» Task objective: Reproduce the records below exactly as shown.

» Extracted material:
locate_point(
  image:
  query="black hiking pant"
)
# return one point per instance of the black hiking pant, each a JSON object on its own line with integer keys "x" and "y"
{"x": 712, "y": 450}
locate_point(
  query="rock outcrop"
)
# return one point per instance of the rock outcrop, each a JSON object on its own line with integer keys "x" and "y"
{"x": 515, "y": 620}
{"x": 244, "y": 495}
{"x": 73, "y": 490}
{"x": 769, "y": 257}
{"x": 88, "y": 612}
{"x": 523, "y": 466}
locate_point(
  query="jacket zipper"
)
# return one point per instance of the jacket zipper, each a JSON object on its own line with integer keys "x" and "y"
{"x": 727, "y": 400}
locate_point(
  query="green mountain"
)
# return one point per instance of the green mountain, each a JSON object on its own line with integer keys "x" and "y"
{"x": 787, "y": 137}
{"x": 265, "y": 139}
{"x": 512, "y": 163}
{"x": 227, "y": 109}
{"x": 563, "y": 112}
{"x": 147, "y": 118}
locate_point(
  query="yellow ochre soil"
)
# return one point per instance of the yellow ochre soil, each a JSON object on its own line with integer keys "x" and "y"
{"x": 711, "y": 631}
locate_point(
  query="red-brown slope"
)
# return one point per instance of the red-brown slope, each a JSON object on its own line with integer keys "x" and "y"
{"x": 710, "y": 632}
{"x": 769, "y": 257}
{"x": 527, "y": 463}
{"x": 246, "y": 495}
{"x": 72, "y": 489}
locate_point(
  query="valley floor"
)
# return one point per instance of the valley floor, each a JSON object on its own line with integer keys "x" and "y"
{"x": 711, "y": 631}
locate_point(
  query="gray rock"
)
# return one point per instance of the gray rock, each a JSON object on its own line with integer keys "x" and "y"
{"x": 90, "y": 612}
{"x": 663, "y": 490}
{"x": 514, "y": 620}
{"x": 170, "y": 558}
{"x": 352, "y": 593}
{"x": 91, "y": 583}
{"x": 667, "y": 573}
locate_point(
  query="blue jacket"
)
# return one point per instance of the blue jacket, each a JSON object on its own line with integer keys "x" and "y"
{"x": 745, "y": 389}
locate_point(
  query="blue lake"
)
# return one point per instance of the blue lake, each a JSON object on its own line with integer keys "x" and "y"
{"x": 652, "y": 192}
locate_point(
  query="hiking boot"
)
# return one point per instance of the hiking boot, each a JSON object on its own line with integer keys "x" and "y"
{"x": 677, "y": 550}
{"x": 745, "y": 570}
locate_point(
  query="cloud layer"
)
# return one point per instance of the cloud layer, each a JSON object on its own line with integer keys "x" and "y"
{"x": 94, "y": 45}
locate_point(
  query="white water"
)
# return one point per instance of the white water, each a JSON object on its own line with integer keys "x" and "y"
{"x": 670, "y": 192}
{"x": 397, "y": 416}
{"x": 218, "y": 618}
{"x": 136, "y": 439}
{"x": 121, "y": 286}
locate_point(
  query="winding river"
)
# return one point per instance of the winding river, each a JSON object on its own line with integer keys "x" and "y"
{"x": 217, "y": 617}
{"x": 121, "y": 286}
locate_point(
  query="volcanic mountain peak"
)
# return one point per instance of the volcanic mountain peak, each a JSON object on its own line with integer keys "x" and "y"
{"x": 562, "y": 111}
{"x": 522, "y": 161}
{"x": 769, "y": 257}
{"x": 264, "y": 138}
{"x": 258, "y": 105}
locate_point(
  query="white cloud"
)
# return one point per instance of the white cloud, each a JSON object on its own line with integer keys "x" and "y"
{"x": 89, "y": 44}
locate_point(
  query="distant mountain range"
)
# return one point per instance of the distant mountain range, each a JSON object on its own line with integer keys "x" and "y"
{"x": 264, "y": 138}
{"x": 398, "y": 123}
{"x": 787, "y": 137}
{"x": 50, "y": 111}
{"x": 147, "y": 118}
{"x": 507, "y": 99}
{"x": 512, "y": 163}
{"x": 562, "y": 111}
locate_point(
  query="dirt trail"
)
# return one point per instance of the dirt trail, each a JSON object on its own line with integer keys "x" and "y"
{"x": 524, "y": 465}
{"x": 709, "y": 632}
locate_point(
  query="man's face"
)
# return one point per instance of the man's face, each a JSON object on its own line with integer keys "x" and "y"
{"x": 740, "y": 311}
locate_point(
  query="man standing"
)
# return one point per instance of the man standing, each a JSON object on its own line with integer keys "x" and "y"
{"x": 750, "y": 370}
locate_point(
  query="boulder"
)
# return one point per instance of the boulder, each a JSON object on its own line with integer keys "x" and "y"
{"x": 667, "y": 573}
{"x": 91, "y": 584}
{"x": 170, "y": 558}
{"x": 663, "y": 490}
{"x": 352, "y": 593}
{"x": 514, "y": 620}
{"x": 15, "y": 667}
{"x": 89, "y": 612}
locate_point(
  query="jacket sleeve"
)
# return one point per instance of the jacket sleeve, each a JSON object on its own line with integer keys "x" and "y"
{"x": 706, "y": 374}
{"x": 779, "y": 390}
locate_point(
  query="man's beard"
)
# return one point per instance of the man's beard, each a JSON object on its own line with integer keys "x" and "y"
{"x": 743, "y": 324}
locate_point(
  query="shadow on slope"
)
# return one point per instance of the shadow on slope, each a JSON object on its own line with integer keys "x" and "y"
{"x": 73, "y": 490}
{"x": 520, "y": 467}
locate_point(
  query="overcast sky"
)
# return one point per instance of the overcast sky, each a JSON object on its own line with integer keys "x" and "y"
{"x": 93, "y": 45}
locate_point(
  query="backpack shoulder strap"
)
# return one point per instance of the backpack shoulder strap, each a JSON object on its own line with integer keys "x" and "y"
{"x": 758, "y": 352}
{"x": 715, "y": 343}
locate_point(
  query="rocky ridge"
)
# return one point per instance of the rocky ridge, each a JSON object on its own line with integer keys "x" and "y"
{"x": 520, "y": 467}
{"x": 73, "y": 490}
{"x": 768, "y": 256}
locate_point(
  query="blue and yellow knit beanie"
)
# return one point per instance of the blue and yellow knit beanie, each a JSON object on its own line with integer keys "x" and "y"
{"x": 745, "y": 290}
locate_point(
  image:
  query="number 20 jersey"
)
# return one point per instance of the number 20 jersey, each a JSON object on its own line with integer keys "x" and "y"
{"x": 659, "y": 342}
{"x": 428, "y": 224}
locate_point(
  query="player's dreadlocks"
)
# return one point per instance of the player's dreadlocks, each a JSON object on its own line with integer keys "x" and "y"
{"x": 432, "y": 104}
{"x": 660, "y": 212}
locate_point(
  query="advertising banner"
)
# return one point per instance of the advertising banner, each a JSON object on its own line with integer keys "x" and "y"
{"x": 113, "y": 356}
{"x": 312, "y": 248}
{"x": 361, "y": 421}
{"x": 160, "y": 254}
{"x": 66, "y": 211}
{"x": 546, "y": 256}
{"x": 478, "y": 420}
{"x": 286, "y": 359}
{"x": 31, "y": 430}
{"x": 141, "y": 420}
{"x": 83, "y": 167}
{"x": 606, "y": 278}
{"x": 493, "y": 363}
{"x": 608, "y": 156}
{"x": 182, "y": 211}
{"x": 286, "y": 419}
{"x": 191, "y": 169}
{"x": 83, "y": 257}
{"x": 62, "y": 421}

» Written answer:
locate_point(
  image:
  query="black hiking pant"
)
# return one point per instance of the black hiking pant, each a JSON object on its own line with integer keys "x" and "y"
{"x": 712, "y": 450}
locate_point(
  query="rock outcrop"
)
# return one point per instance of the rock outcrop, each a JSON object on its own line with integer keys "x" and "y"
{"x": 515, "y": 620}
{"x": 244, "y": 495}
{"x": 73, "y": 490}
{"x": 769, "y": 257}
{"x": 88, "y": 612}
{"x": 523, "y": 466}
locate_point(
  query="jacket zipper"
)
# return one point per instance of the jacket zipper, each a JSON object on its own line with integer keys "x" and "y"
{"x": 727, "y": 400}
locate_point(
  query="green mountain"
)
# return one point per instance of the green mountain, each a JSON object on its own line with integer keys "x" and "y"
{"x": 787, "y": 137}
{"x": 265, "y": 139}
{"x": 512, "y": 163}
{"x": 227, "y": 109}
{"x": 563, "y": 112}
{"x": 147, "y": 118}
locate_point(
  query="yellow ochre soil"
)
# return one point per instance of the yellow ochre soil, each a JSON object on its own line with integer keys "x" and "y"
{"x": 711, "y": 631}
locate_point(
  query="red-brown slope"
)
# return one point per instance of the red-brown slope, each a JSON object on its own line with integer keys "x" and "y"
{"x": 710, "y": 632}
{"x": 769, "y": 257}
{"x": 527, "y": 463}
{"x": 246, "y": 495}
{"x": 72, "y": 489}
locate_point(
  query="valley floor"
)
# return one point per instance of the valley floor, each a JSON object on its own line with integer keys "x" and "y"
{"x": 711, "y": 631}
locate_point(
  query="gray rock"
)
# return one point per instance of the gray rock, each a JSON object on its own line with integer keys "x" and "y"
{"x": 90, "y": 612}
{"x": 663, "y": 490}
{"x": 514, "y": 620}
{"x": 170, "y": 558}
{"x": 352, "y": 593}
{"x": 91, "y": 583}
{"x": 667, "y": 573}
locate_point(
  query="blue jacket"
)
# return one point per instance of the blue jacket, each a JSON object on its own line with integer keys "x" and "y"
{"x": 745, "y": 389}
locate_point(
  query="blue lake"
)
# return one point per instance of the blue lake, each a JSON object on its own line with integer keys "x" and "y"
{"x": 652, "y": 192}
locate_point(
  query="hiking boot"
)
# return one point per instance of the hiking boot, each a JSON object on its own line with integer keys "x" and "y"
{"x": 677, "y": 550}
{"x": 745, "y": 570}
locate_point(
  query="cloud layer"
)
# return one point per instance of the cloud layer, each a JSON object on its own line with integer keys "x" and "y"
{"x": 94, "y": 45}
locate_point(
  query="white water"
)
# return one point per instance of the white water, each a JSON object on its own line with integer keys "x" and "y"
{"x": 670, "y": 192}
{"x": 397, "y": 416}
{"x": 218, "y": 618}
{"x": 136, "y": 439}
{"x": 121, "y": 286}
locate_point(
  query="winding river"
)
# return one point per instance of the winding river, each a JSON object on its own line with integer keys "x" and "y"
{"x": 217, "y": 617}
{"x": 121, "y": 286}
locate_point(
  query="volcanic mountain peak"
)
# return one point per instance of the volcanic mountain peak, each a JSON object on its own line with integer keys "x" and "y"
{"x": 562, "y": 111}
{"x": 522, "y": 161}
{"x": 769, "y": 257}
{"x": 264, "y": 138}
{"x": 258, "y": 105}
locate_point(
  query="white cloud"
)
# return one point per instance of the white cloud, each a JSON object on its own line with integer keys "x" and "y"
{"x": 89, "y": 44}
locate_point(
  query="distant mountain range"
)
# return one point per instance of the distant mountain range, each a JSON object on its own line with integer keys "x" and "y"
{"x": 264, "y": 138}
{"x": 398, "y": 123}
{"x": 787, "y": 137}
{"x": 50, "y": 111}
{"x": 147, "y": 118}
{"x": 507, "y": 99}
{"x": 512, "y": 163}
{"x": 562, "y": 111}
locate_point(
  query="dirt trail"
)
# return one point per instance of the dirt trail, each a JSON object on its own line with integer keys "x" and "y"
{"x": 524, "y": 465}
{"x": 709, "y": 632}
locate_point(
  query="man's face"
)
# return one point per instance of the man's face, each a JSON object on its own line with integer keys "x" and "y"
{"x": 740, "y": 311}
locate_point(
  query="man standing"
)
# return one point per instance of the man standing, each a JSON object on its own line with integer keys "x" and "y"
{"x": 750, "y": 370}
locate_point(
  query="boulder"
)
# return one point per instance of the boulder, each a JSON object on its own line with integer keys "x" and "y"
{"x": 667, "y": 573}
{"x": 91, "y": 584}
{"x": 170, "y": 558}
{"x": 663, "y": 490}
{"x": 352, "y": 593}
{"x": 514, "y": 620}
{"x": 15, "y": 667}
{"x": 89, "y": 612}
locate_point(
  query="jacket sleeve"
)
# return one point per instance of the jacket sleeve, each a JSON object on its own line with integer keys "x" and "y"
{"x": 706, "y": 374}
{"x": 779, "y": 390}
locate_point(
  query="man's beard"
)
# return one point per instance of the man's beard, each a JSON object on its own line with integer keys "x" and "y"
{"x": 743, "y": 324}
locate_point(
  query="shadow on slope"
)
# return one point per instance of the shadow on slope, each a JSON object on its own line with integer keys "x" and "y"
{"x": 73, "y": 490}
{"x": 520, "y": 467}
locate_point(
  query="overcast sky"
)
# return one point per instance of the overcast sky, each a JSON object on its own line with integer keys "x" and "y"
{"x": 93, "y": 45}
locate_point(
  query="backpack shoulder strap"
)
# return one point per instance of the backpack shoulder strap, each a JSON object on its own line with integer keys "x" and "y"
{"x": 758, "y": 352}
{"x": 715, "y": 343}
locate_point(
  query="rocky ridge"
)
# return one point per instance of the rocky ridge, each a JSON object on its own line with integer keys "x" and "y"
{"x": 520, "y": 467}
{"x": 73, "y": 490}
{"x": 768, "y": 256}
locate_point(
  query="blue and yellow knit beanie"
)
# return one point per instance of the blue and yellow knit beanie, each a JSON object on its own line with integer keys "x" and "y"
{"x": 745, "y": 290}
locate_point(
  image:
  query="number 20 jersey"
)
# return one point per instance of the number 20 jersey, each a JSON object on its own line with integer keys "x" and "y"
{"x": 659, "y": 342}
{"x": 428, "y": 224}
locate_point(
  query="player's dreadlocks"
)
# return one point per instance of the player's dreadlocks, each a JSON object on its own line with integer keys "x" and "y"
{"x": 432, "y": 104}
{"x": 660, "y": 212}
locate_point(
  query="advertising banner"
)
# return one point per instance of the advertising banner, each a JSON object on its own line with integer keys "x" and "y"
{"x": 113, "y": 356}
{"x": 312, "y": 248}
{"x": 361, "y": 421}
{"x": 160, "y": 254}
{"x": 66, "y": 211}
{"x": 546, "y": 256}
{"x": 478, "y": 420}
{"x": 286, "y": 359}
{"x": 31, "y": 430}
{"x": 141, "y": 420}
{"x": 83, "y": 167}
{"x": 606, "y": 278}
{"x": 493, "y": 363}
{"x": 608, "y": 156}
{"x": 182, "y": 211}
{"x": 286, "y": 419}
{"x": 191, "y": 169}
{"x": 83, "y": 257}
{"x": 62, "y": 421}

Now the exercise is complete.